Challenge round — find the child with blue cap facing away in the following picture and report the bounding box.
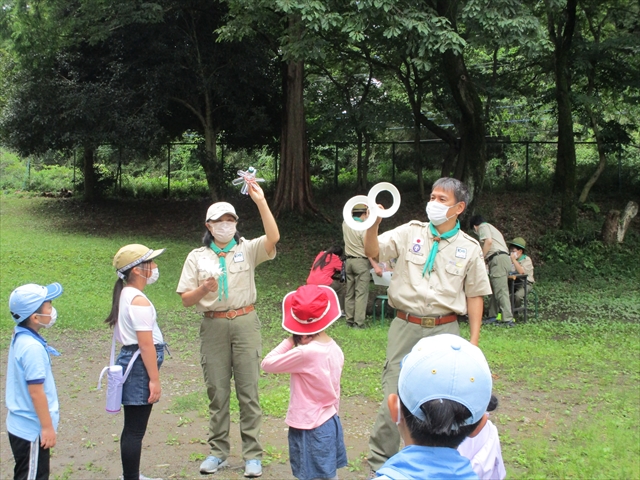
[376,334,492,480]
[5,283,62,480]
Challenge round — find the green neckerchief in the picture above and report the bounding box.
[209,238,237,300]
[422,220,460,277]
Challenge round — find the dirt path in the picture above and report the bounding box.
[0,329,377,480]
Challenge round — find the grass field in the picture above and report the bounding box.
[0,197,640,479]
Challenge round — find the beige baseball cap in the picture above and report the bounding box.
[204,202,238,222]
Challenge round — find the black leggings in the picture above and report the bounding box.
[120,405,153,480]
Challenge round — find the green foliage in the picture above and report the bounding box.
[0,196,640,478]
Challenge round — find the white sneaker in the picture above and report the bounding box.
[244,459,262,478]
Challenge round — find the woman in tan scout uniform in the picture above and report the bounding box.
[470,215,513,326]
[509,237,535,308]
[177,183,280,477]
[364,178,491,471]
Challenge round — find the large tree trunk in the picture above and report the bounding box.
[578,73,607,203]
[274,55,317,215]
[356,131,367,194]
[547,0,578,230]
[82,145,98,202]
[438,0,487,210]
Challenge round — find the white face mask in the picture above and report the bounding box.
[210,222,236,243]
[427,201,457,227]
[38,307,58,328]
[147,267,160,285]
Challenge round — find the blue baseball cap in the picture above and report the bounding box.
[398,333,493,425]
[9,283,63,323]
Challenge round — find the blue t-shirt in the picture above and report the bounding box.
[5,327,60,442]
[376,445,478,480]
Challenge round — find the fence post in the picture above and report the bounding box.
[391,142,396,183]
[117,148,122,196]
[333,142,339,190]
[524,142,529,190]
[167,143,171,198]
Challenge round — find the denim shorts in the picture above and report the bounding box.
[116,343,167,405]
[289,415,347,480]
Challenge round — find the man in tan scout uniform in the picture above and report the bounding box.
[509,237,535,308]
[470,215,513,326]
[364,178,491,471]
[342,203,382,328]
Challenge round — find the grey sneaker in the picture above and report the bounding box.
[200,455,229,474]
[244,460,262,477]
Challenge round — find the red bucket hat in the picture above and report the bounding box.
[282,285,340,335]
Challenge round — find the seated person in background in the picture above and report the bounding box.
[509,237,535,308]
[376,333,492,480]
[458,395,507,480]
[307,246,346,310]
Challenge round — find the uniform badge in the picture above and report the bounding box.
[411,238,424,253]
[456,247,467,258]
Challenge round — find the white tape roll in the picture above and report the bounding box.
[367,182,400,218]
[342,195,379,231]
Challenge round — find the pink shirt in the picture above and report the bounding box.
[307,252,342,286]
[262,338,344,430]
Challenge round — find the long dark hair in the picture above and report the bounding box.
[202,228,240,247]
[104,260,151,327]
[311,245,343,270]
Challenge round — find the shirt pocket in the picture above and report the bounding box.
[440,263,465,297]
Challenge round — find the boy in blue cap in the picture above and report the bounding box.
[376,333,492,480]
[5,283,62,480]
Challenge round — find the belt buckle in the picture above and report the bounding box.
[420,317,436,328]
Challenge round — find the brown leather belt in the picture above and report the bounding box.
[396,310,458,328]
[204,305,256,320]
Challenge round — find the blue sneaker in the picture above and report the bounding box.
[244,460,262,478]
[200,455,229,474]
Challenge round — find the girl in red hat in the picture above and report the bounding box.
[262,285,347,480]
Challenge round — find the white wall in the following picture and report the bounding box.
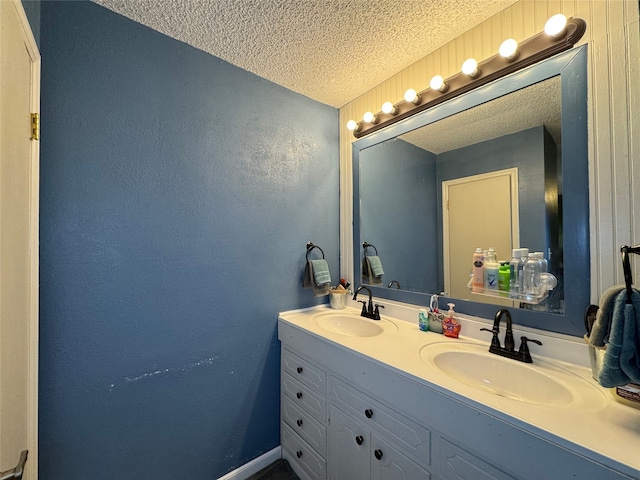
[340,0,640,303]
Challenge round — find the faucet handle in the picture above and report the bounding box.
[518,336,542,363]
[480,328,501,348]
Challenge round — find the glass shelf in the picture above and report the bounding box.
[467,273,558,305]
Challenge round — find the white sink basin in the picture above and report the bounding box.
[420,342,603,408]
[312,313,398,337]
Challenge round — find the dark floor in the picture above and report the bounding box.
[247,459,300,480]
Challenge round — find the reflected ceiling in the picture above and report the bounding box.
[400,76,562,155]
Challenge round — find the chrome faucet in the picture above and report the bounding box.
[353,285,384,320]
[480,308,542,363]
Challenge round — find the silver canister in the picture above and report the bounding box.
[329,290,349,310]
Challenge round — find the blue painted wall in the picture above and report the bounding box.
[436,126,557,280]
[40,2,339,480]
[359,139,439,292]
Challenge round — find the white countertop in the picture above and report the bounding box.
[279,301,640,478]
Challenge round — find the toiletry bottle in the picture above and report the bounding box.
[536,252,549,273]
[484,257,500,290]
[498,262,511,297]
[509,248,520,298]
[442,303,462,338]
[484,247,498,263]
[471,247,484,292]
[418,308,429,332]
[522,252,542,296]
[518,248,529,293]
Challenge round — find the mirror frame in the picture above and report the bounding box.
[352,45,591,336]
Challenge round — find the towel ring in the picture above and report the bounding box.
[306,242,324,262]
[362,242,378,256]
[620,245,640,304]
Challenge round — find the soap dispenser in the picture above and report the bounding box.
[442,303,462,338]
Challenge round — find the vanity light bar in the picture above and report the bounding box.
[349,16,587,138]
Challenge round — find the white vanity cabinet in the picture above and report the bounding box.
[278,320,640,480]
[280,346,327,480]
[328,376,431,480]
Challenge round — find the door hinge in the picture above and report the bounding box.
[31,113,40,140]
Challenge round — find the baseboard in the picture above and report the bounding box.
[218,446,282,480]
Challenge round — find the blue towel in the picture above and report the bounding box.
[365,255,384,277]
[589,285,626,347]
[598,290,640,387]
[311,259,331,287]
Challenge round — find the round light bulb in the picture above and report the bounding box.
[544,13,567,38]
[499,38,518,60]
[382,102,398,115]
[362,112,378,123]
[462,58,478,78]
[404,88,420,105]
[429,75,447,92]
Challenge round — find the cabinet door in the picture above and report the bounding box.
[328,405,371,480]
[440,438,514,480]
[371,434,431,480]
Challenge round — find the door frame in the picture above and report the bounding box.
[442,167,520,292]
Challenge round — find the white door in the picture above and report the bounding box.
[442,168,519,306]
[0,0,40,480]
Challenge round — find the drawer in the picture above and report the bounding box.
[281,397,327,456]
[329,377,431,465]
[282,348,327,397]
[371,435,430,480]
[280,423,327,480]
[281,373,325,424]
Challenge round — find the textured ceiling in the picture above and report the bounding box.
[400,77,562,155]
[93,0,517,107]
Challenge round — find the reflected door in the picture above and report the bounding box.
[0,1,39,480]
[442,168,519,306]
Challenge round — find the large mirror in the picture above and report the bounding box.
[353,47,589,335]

○ ○ ○ ○ ○

◆ **Exercise goal**: Copy all of the material above line for line without changing anything, and leave out the pictures.

◆ **The reply**:
Challenge round — find the child with blue cap facing away in the following picture and report the bounding box.
[376,334,492,480]
[5,283,62,480]
Challenge round — find the green neckerchief in the picture above and report the bounding box.
[209,238,237,300]
[422,220,460,277]
Challenge round — find the dirt path in the picture above and report the bounding box.
[0,329,377,480]
Challenge round — find the grass field in the picture above and report the bounding box.
[0,197,640,479]
Challenge round — find the beige baseball cap in the picture above and report the bounding box.
[204,202,238,222]
Challenge round — find the black leggings in the picture above and report the bounding box.
[120,405,153,480]
Challenge round — find the green foliage in the picture above and report the bounding box.
[0,196,640,478]
Challenge round — find the white sneaker in the picture above and report the bounding box.
[244,459,262,478]
Challenge round — find the woman in tan scout uniform in the picture above and report the bounding box.
[470,215,513,326]
[509,237,535,308]
[177,183,280,477]
[364,178,491,471]
Challenge round — find the large tree trunk in the picture above and report the bounding box.
[578,73,607,203]
[274,55,317,215]
[356,131,367,194]
[547,0,578,230]
[82,145,98,202]
[438,0,487,210]
Challenge round — find the white face mask in the picture above and report the bounding box.
[210,222,236,243]
[427,201,457,227]
[38,307,58,328]
[147,267,160,285]
Challenge round — find the blue baseball cap in the picture above and report the bounding box.
[398,333,493,425]
[9,283,63,323]
Challenge round — find the blue t-shirt in the picture above and report the bounding box.
[5,327,60,442]
[376,445,478,480]
Challenge round — find the fence post in the picture above and report the bounding box.
[391,142,396,183]
[117,148,122,196]
[333,142,339,190]
[524,142,529,190]
[167,143,171,198]
Challenge round — find the denim shorts in the picture above and report the bounding box.
[116,343,167,405]
[289,415,347,480]
Challenge round — find the man in tan scout uniform in the picture above and report the bounding box.
[509,237,535,308]
[470,215,513,326]
[364,178,491,471]
[342,203,382,328]
Challenge round — find the grey sneaker in the picture above and report the bounding box.
[200,455,229,474]
[244,460,262,477]
Challenge round — find the red bucket hat in the picture above and report the bounding box.
[282,285,340,335]
Challenge round — find the seated person in background in the picture above and report the bounding box.
[509,237,535,308]
[376,333,492,480]
[458,395,507,480]
[307,246,346,310]
Challenge round — find the uniform badge in the picture above and report the bounding box.
[411,238,424,253]
[456,247,467,258]
Challenge round — find the white tape roll in the picture above and report the bounding box.
[367,182,400,218]
[342,195,379,231]
Challenge round — find the pink shirt in the picture above and report the bounding box.
[307,252,342,286]
[262,338,344,430]
Challenge round — find the long dark hair in the picture above and report the bounding box.
[202,228,240,247]
[104,260,151,327]
[311,245,343,270]
Challenge round — find the shirt pocket in the picture above and report the bounding box.
[440,263,465,297]
Challenge round — find the boy in blue cap in the picture above and report the bounding box.
[376,333,492,480]
[5,283,62,480]
Challenge round — find the belt buckle in the picture above and report the bounding box.
[420,317,436,328]
Challenge round — find the brown leather belt in the picture above and report the bounding box.
[396,310,458,328]
[204,305,256,320]
Challenge round — find the blue sneaker in the picture above and report the bounding box.
[244,460,262,478]
[200,455,229,474]
Challenge round — find the girl in red hat in the picture above and report the bounding box.
[262,285,347,480]
Challenge round — find the white wall in the following picture and report the bounding box.
[340,0,640,303]
Challenge round — find the faucet handle in the picture above and report the bounding box.
[518,336,542,363]
[480,328,501,348]
Challenge round — find the glass shelf in the picture above and report the bounding box.
[467,273,558,305]
Challenge round — find the white sink basin in the picture above and report the bounding box.
[420,342,603,408]
[312,313,398,337]
Challenge round — find the dark floor in the picture above and report the bounding box.
[247,459,300,480]
Challenge round — find the reflected ceiling in the picture above and report the bounding box.
[400,76,562,155]
Challenge round — find the chrome faucet in the picture above and report the bounding box.
[353,285,384,320]
[480,308,542,363]
Challenge round — find the silver canister in the picture above and report the bounding box.
[329,290,349,310]
Challenge round — find the blue painted wall in the picture above and report the bounding box.
[436,126,557,280]
[40,2,339,480]
[359,139,439,292]
Challenge round — find the white countertop in the picture above and report the bounding box.
[279,301,640,478]
Challenge round — find the toiletry bottle in the picture above and report the bounding box.
[536,252,549,273]
[484,257,500,290]
[498,262,511,297]
[509,248,520,298]
[442,303,462,338]
[484,247,498,263]
[471,247,484,292]
[418,308,429,332]
[522,252,542,296]
[518,248,529,293]
Challenge round — find the mirror frame in the picture above and report the bounding box.
[352,45,591,336]
Challenge round — find the towel ring in the picture above and report the bounding box.
[306,242,324,262]
[362,242,378,256]
[620,245,640,304]
Challenge round — find the soap dispenser in the picture above and report the bounding box.
[442,303,462,338]
Challenge round — find the vanity light bar in the picture above and report the bounding box.
[349,16,587,138]
Challenge round — find the white vanity cabinet in the picture above and report the bounding box.
[278,320,640,480]
[280,346,327,480]
[328,376,431,480]
Challenge round — find the door hinge in the picture above and report the bounding box.
[31,113,40,140]
Challenge round — find the baseboard in the picture above and report the bounding box.
[218,446,282,480]
Challenge round — find the blue towel in the picture above and report the bounding box.
[365,255,384,277]
[589,285,626,347]
[598,290,640,387]
[311,259,331,287]
Challenge round — find the round light bulb in the picture above and report the bounding box.
[544,13,567,38]
[499,38,518,60]
[382,102,398,115]
[362,112,378,123]
[462,58,478,78]
[404,88,420,105]
[429,75,447,92]
Challenge round — find the cabinet door in the picture above and report the bounding box.
[328,405,371,480]
[440,438,514,480]
[371,434,431,480]
Challenge round — find the door frame in the picture above and report the bounding box.
[442,167,520,292]
Challenge round — find the white door in the picture above and report the bounding box.
[442,168,519,306]
[0,0,40,480]
Challenge round — find the drawer in the picture above and report the bounding box.
[281,397,327,456]
[329,377,431,465]
[282,348,327,397]
[371,435,430,480]
[280,423,327,480]
[281,373,325,424]
Challenge round — find the textured ceiling in the picture above and report the bounding box.
[400,77,562,155]
[93,0,517,107]
Challenge round — find the reflected door in the picture above and report the bounding box.
[0,1,39,480]
[442,168,519,306]
Challenge round — find the large mirror in the picture above and report the bounding box.
[353,47,589,335]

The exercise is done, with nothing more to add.